> _OBJECTIVE_:
Lay out every line of the data below as a Markdown table with two columns, Row and Line, numbering the rows and leaving out blank lines.

Region segmentation data

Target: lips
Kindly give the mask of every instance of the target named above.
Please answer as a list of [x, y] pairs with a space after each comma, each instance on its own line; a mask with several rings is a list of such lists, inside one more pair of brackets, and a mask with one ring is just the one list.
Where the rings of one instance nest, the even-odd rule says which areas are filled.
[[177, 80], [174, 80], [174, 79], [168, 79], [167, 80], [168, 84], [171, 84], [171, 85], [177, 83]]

> _FINISHED TASK_:
| Row | Line |
|---|---|
| 1 | Target: lips |
| 2 | Kindly give the mask of every instance of the target named above. |
| 3 | Please answer as a list of [x, y] pairs with a space after each comma, each instance on its own line; a mask with several rings is a list of such lists, inside one more pair of brackets, and a mask with one ring is just the one list. |
| 4 | Where the rings of one instance nest, the even-odd rule says which areas are filled. |
| 5 | [[177, 80], [174, 80], [174, 79], [168, 79], [167, 80], [168, 84], [171, 84], [171, 85], [177, 83]] |